◆ **WHAT TO WORK ON**
Once the line containing "quarterback in white jersey with a single marker." is found, set down that line and each one after it exactly, through the end of the entries.
________________________________________
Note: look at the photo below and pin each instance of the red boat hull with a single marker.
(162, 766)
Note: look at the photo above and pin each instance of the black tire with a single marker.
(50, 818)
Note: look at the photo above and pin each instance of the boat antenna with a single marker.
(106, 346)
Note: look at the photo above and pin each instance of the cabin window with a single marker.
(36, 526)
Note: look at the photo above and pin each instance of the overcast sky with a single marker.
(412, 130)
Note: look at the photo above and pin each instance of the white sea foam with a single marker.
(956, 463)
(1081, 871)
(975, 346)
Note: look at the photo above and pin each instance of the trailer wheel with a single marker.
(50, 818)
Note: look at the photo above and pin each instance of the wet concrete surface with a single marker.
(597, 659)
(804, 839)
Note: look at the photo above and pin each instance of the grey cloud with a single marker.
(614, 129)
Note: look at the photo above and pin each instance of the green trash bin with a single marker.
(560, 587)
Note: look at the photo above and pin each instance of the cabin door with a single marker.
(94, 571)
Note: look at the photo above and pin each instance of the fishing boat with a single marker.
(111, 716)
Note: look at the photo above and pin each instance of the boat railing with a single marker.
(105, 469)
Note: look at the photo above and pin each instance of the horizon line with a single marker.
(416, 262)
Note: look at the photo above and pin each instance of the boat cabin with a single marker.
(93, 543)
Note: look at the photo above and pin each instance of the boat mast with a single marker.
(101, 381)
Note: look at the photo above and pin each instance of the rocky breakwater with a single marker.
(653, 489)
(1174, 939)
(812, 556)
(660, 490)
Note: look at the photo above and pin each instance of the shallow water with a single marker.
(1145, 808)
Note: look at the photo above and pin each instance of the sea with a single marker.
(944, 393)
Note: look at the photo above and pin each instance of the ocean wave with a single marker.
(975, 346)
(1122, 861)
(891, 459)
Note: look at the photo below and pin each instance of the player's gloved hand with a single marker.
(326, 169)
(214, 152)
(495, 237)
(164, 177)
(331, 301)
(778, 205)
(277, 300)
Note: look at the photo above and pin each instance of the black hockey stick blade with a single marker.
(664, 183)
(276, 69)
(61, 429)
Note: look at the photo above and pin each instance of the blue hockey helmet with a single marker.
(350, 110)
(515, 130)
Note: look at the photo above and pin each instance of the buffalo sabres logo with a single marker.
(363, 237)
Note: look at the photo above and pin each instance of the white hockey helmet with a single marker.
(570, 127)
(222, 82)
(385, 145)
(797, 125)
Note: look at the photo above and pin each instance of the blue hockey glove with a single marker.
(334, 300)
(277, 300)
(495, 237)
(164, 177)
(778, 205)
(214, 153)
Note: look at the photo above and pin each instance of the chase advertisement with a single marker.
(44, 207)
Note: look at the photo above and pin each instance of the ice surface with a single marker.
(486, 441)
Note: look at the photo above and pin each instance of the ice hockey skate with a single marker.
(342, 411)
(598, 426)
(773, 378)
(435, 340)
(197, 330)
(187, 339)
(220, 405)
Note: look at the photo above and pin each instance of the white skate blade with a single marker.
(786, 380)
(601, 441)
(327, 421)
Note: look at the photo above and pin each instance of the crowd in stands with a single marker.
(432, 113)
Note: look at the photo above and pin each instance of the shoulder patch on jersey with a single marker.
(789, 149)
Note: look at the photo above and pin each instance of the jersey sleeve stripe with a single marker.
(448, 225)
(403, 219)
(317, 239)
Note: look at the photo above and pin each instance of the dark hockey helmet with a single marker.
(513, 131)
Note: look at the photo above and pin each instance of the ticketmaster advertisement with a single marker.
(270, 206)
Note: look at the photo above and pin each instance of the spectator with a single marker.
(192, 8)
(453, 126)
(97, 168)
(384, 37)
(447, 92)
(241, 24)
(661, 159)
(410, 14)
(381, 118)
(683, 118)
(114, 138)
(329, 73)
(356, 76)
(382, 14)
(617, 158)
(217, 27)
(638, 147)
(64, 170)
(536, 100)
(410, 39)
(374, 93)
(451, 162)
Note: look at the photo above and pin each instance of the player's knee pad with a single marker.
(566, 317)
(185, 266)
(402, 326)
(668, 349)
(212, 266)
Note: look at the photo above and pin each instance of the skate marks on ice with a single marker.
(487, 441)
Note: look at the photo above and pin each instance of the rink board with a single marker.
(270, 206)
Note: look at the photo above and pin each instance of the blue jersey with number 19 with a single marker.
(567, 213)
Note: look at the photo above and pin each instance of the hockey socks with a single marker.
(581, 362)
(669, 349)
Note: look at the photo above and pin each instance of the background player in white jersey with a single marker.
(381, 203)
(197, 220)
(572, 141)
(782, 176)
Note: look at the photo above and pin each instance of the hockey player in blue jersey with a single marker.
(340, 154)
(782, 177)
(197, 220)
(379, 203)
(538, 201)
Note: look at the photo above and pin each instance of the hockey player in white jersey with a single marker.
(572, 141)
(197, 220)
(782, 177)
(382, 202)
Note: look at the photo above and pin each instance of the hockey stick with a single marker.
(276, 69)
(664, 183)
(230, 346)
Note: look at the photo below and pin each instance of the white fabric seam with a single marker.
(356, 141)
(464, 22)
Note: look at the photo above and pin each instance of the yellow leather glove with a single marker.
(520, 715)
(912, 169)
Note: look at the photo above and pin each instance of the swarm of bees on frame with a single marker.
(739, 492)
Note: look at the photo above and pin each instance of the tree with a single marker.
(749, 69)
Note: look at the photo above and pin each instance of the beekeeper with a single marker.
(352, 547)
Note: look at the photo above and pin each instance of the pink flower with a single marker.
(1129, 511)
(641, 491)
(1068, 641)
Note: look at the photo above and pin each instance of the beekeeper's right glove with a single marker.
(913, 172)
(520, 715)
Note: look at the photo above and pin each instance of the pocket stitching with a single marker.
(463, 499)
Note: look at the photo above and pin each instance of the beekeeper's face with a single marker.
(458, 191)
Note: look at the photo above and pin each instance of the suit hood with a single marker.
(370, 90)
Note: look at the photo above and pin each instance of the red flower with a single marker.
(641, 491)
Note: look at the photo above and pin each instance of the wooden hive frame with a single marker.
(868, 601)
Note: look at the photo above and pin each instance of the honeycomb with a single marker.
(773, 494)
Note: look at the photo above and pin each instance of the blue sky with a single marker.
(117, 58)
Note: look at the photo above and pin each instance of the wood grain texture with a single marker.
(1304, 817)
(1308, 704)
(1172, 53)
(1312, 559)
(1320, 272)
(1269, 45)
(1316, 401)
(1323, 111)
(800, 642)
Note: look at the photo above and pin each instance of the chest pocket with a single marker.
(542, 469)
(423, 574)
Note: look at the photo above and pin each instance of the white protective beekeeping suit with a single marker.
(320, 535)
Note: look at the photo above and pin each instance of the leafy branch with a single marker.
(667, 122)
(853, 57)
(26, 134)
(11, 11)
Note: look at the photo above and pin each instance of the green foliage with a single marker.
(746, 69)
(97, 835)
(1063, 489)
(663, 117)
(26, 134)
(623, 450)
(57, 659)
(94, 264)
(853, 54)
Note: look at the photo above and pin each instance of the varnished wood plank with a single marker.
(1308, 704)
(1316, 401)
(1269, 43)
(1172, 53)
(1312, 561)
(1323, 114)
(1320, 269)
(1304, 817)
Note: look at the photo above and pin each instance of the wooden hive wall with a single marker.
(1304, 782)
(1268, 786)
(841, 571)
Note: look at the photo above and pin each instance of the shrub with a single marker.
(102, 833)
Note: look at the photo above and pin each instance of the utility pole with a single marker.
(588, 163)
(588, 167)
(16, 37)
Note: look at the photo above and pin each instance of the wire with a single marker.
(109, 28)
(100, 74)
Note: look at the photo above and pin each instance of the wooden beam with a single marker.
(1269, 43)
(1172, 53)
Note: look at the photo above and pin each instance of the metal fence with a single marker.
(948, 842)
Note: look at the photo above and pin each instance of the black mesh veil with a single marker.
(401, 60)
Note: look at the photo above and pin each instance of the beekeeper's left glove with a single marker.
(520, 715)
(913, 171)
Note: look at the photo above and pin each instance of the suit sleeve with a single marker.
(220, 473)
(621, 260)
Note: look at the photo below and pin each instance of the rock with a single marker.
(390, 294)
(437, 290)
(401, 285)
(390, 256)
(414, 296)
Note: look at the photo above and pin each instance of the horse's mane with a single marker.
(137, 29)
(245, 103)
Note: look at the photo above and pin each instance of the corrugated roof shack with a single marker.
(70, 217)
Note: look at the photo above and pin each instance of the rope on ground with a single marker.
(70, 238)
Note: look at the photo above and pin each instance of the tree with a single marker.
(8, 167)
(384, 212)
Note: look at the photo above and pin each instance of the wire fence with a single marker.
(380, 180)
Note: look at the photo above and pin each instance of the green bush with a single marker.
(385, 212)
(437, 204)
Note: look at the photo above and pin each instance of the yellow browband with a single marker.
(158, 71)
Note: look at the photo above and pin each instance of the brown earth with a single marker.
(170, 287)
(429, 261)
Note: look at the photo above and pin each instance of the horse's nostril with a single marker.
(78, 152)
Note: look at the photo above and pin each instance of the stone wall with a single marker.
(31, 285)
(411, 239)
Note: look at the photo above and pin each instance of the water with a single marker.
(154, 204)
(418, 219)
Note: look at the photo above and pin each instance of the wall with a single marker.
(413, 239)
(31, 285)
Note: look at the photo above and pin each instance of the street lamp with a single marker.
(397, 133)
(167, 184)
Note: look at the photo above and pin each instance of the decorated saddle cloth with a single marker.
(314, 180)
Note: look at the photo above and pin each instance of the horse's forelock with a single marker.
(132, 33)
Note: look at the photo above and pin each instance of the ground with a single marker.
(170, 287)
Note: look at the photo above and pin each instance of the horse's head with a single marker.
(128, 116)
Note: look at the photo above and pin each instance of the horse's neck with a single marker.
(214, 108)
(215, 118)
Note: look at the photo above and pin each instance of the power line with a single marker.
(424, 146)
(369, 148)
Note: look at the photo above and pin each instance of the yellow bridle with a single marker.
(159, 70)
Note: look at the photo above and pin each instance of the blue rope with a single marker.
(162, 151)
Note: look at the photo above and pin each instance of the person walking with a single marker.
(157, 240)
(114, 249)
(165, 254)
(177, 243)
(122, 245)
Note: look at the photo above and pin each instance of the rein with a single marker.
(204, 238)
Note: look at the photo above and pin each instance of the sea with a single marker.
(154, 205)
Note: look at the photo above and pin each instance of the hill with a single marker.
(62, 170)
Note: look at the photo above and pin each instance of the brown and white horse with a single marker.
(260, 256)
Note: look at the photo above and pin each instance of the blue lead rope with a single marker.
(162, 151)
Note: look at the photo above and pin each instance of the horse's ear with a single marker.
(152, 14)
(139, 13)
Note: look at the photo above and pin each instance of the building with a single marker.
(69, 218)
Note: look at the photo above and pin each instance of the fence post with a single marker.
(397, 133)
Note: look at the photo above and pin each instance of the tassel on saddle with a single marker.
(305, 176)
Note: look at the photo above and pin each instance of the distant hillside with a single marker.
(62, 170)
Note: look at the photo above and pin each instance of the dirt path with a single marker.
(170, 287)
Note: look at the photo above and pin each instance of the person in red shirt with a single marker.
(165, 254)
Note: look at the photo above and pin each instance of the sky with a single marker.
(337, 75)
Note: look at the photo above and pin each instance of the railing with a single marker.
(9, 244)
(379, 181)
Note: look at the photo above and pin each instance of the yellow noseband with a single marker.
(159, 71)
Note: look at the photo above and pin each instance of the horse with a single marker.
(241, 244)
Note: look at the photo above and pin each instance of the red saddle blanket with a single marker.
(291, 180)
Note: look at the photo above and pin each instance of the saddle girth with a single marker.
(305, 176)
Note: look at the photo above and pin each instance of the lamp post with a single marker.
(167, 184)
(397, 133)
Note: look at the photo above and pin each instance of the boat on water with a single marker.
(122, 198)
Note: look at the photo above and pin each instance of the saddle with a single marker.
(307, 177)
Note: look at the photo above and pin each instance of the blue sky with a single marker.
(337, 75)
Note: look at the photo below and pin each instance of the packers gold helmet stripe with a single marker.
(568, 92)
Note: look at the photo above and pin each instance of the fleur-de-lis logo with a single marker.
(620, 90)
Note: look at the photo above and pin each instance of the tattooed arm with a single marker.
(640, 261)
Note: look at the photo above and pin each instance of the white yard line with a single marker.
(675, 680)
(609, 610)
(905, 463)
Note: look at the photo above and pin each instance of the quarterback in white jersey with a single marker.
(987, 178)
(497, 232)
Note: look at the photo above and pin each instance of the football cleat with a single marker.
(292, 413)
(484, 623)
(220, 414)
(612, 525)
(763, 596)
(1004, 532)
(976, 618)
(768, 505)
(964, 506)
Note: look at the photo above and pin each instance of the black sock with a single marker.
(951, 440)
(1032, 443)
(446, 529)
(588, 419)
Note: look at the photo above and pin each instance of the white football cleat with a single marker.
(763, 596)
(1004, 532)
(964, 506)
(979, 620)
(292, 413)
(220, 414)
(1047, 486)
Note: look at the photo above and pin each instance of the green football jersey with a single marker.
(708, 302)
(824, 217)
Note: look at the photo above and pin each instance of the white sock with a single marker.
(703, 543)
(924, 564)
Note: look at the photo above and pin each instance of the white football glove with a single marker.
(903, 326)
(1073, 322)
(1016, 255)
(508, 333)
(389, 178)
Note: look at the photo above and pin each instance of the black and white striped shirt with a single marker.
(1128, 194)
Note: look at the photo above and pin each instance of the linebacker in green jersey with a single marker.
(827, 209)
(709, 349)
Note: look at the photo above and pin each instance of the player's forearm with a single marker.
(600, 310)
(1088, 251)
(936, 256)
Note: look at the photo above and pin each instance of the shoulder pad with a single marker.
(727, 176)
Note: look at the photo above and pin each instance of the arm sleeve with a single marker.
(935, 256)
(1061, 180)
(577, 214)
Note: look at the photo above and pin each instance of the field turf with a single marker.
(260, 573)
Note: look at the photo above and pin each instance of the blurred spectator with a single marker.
________________________________________
◆ **WRITTEN SOLUTION**
Note: look at the photo above and pin each instance of the quarterback in white jersey with a single marker.
(987, 178)
(497, 232)
Note: look at the photo above and pin each instance of the football cleat with a single marker.
(292, 413)
(484, 623)
(220, 414)
(612, 525)
(763, 596)
(1004, 532)
(976, 618)
(768, 505)
(964, 506)
Note: look at the photo above and pin each instance of the black sock with a single marker.
(951, 440)
(1032, 443)
(446, 529)
(588, 419)
Note: look at the photo above and pin each instance of the white football cleat with a single marker.
(763, 596)
(1004, 532)
(964, 506)
(979, 620)
(292, 413)
(220, 414)
(1047, 486)
Note: look at the photo above and pin each instance of the green football jersey with a single marker.
(708, 302)
(824, 217)
Note: look at the photo above and pin each instance of the white sock with a single marker.
(703, 543)
(924, 564)
Note: look at the photo above and pin each instance of the white football glove with a single marker.
(903, 326)
(1073, 322)
(1016, 255)
(508, 333)
(389, 178)
Note: look at the photo above and pin each instance of the black and white striped shirt with a single marker.
(1128, 194)
Note: look at the photo above and pin each instance of the linebacker in green jersey with a single marker.
(827, 209)
(709, 349)
Note: look at the photo above and pin each instance of the player's forearm with a single marker.
(600, 310)
(1088, 251)
(936, 256)
Note: look at the photo above and pin each instance of the shoulder pad with a single marker.
(727, 176)
Note: look at the photo above and pin each instance of the arm sleeve with a single marker.
(935, 256)
(1061, 180)
(577, 214)
Note: look at the photo above and pin each instance of the field turf with a single marker.
(260, 573)
Note: look at the photo above and pin each instance of the blurred spectator with a single marker.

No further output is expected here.